[Activity]:
Taking the listing below, restate word for word each line from the line with "Labeling batch C. For the image above, tag the town" to the line with "Labeling batch C. For the image above, tag the tree", ends included, and stop there.

[Records supplied]:
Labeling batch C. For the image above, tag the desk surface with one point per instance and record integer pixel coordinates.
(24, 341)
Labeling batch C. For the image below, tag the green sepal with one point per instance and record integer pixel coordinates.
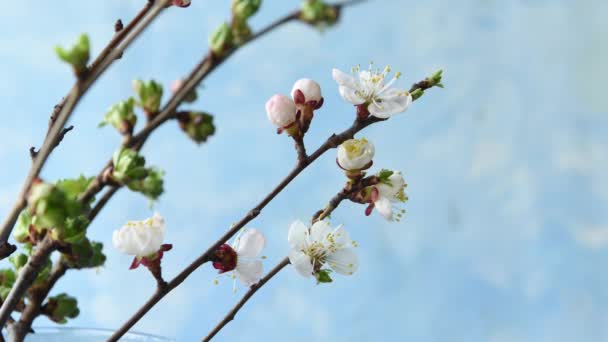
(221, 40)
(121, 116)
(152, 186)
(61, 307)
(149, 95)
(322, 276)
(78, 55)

==

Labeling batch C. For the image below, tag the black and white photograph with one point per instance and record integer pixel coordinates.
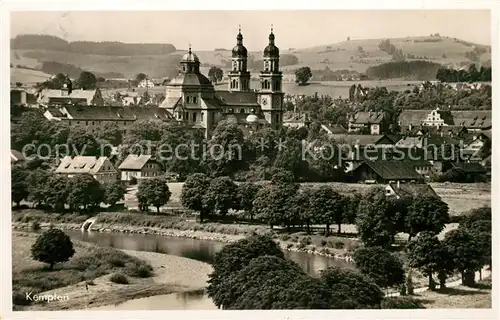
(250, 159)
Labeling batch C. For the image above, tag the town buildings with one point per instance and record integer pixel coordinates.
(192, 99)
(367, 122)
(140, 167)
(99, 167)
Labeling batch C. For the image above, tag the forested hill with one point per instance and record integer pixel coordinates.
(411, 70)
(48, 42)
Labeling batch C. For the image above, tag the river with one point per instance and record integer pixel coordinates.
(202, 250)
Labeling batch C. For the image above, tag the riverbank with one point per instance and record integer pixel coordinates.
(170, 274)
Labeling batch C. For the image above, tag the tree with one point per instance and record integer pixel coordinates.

[Response to the exercise]:
Labeling batch C. For the image above, tag the town buildings with one point per instance and record integer pixel coordinates.
(192, 99)
(367, 122)
(140, 167)
(99, 167)
Labeling batch C. For the image above, tag the forested hill with one point per instance and record integer pixel coordinates.
(411, 70)
(48, 42)
Labeling batch C. For the image above, tag the river with one point per instance and record integer pixel coordinates.
(202, 250)
Labeling batch C. For the image above, tag the riverbank with one point per instance and record integer pixel coordinates.
(170, 274)
Labeling batch C. For the image above, tag the tree with one point per instance and record integer pixel coordinates.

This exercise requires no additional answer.